> [EXERCISE AIM]: Every line with the word "rough" in it should be extracted from the data that follows.

> [PROVIDED MATERIAL]:
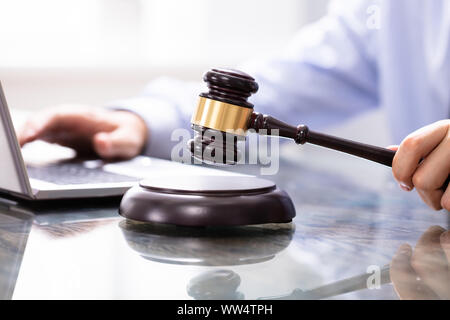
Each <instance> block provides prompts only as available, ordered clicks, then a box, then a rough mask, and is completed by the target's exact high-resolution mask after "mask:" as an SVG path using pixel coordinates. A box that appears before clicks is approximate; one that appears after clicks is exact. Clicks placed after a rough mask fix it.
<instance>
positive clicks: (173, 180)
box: [119, 176, 295, 227]
mask: <svg viewBox="0 0 450 320" xmlns="http://www.w3.org/2000/svg"><path fill="white" fill-rule="evenodd" d="M119 214H120V215H122V216H123V217H125V218H127V219H131V220H136V221H142V222H152V223H162V224H171V225H179V226H189V227H208V226H243V225H255V224H267V223H287V222H290V221H292V219H293V218H294V217H295V208H294V205H293V203H292V200H291V199H290V197H289V195H288V194H287V193H286V192H285V191H282V190H280V189H279V188H277V186H276V185H275V184H274V183H273V182H272V181H269V180H265V179H260V178H256V177H250V176H191V177H170V176H169V177H155V178H152V179H151V180H144V181H142V182H140V184H139V185H138V186H135V187H133V188H131V189H130V190H128V191H127V192H126V193H125V195H124V197H123V198H122V201H121V203H120V208H119Z"/></svg>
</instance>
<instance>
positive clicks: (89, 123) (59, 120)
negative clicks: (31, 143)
mask: <svg viewBox="0 0 450 320" xmlns="http://www.w3.org/2000/svg"><path fill="white" fill-rule="evenodd" d="M146 138H147V127H146V124H145V122H144V121H143V120H142V119H141V118H140V117H139V116H137V115H135V114H134V113H131V112H128V111H113V110H106V109H96V108H88V107H86V106H74V105H72V106H64V107H58V108H52V109H47V110H44V111H41V112H39V113H37V114H35V115H33V116H32V117H30V119H29V120H28V121H27V122H26V123H25V125H24V126H23V127H22V128H21V129H20V130H19V132H18V139H19V143H20V145H21V146H23V145H25V144H26V143H28V142H31V141H34V140H38V139H39V140H44V141H47V142H50V143H57V144H60V145H63V146H66V147H70V148H73V149H75V150H76V151H78V152H80V153H88V152H92V151H94V152H95V153H97V154H98V155H99V156H100V157H102V158H105V159H116V158H118V159H129V158H132V157H134V156H136V155H138V154H139V153H140V152H141V150H142V148H143V146H144V145H145V142H146Z"/></svg>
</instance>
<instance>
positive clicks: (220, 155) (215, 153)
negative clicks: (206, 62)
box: [190, 69, 448, 184]
mask: <svg viewBox="0 0 450 320" xmlns="http://www.w3.org/2000/svg"><path fill="white" fill-rule="evenodd" d="M203 79H204V81H205V82H206V83H207V85H208V88H209V92H207V93H201V94H200V99H199V102H198V106H197V108H196V110H195V111H194V114H193V116H192V120H191V123H192V128H193V130H194V134H195V136H194V139H193V140H191V141H190V149H191V152H192V153H193V155H194V157H196V158H199V159H200V160H202V161H206V162H213V163H222V164H234V163H236V162H237V161H239V160H240V159H239V158H240V155H239V153H238V147H237V142H238V141H243V140H245V134H246V132H247V130H250V129H253V130H254V131H256V132H257V133H260V134H267V135H272V131H273V130H278V135H279V136H280V137H285V138H291V139H293V140H294V141H295V142H296V143H297V144H305V143H307V142H308V143H312V144H315V145H319V146H322V147H325V148H329V149H334V150H337V151H341V152H345V153H348V154H352V155H354V156H357V157H360V158H364V159H367V160H371V161H375V162H378V163H381V164H384V165H386V166H392V160H393V158H394V156H395V151H392V150H389V149H385V148H380V147H376V146H372V145H368V144H364V143H360V142H355V141H351V140H347V139H342V138H338V137H334V136H330V135H327V134H323V133H319V132H315V131H312V130H309V128H308V127H307V126H306V125H299V126H297V127H294V126H291V125H289V124H286V123H284V122H282V121H280V120H277V119H275V118H273V117H271V116H268V115H262V114H260V113H257V112H254V111H253V105H252V104H251V103H249V102H248V101H247V99H248V98H249V97H250V95H251V94H252V93H256V92H257V91H258V84H257V83H256V82H255V79H253V78H252V77H251V76H249V75H248V74H246V73H243V72H241V71H237V70H228V69H212V70H210V71H208V72H207V73H206V74H205V76H204V78H203ZM218 138H220V139H218ZM218 141H219V142H218ZM218 153H220V154H218ZM446 183H447V184H448V180H447V182H446Z"/></svg>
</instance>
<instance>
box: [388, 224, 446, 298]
mask: <svg viewBox="0 0 450 320" xmlns="http://www.w3.org/2000/svg"><path fill="white" fill-rule="evenodd" d="M390 276H391V281H392V283H393V285H394V288H395V291H396V292H397V295H398V296H399V297H400V298H401V299H405V300H424V299H444V300H448V299H450V232H449V231H445V230H444V229H443V228H441V227H438V226H435V227H431V228H429V229H428V230H427V231H426V232H425V233H424V234H423V235H422V237H421V238H420V239H419V241H418V242H417V244H416V247H415V249H414V252H413V250H412V248H411V247H410V246H409V245H408V244H403V245H402V246H401V247H400V248H399V249H398V251H397V253H396V254H395V256H394V258H393V259H392V262H391V266H390Z"/></svg>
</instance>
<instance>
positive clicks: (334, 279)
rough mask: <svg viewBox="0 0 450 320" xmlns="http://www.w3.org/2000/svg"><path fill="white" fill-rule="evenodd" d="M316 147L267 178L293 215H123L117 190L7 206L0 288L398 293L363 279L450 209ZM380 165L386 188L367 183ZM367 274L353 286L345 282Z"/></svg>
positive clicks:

> [RESULT OF THE EXERCISE]:
Each <instance> block provides prompts only as available, ordered clicks, then a box, then a rough mask, and is completed by the target's exact high-resolution mask after "mask:" as an SVG path using pixel coordinates. A box that appears before clicks is approximate; one that appears after clicks is exact. Clicks placed after a rough mask fix it.
rough mask: <svg viewBox="0 0 450 320" xmlns="http://www.w3.org/2000/svg"><path fill="white" fill-rule="evenodd" d="M316 147L267 178L293 215H123L117 190L7 206L0 288L398 293L363 279L450 209ZM380 165L386 188L367 183ZM367 274L353 286L345 282Z"/></svg>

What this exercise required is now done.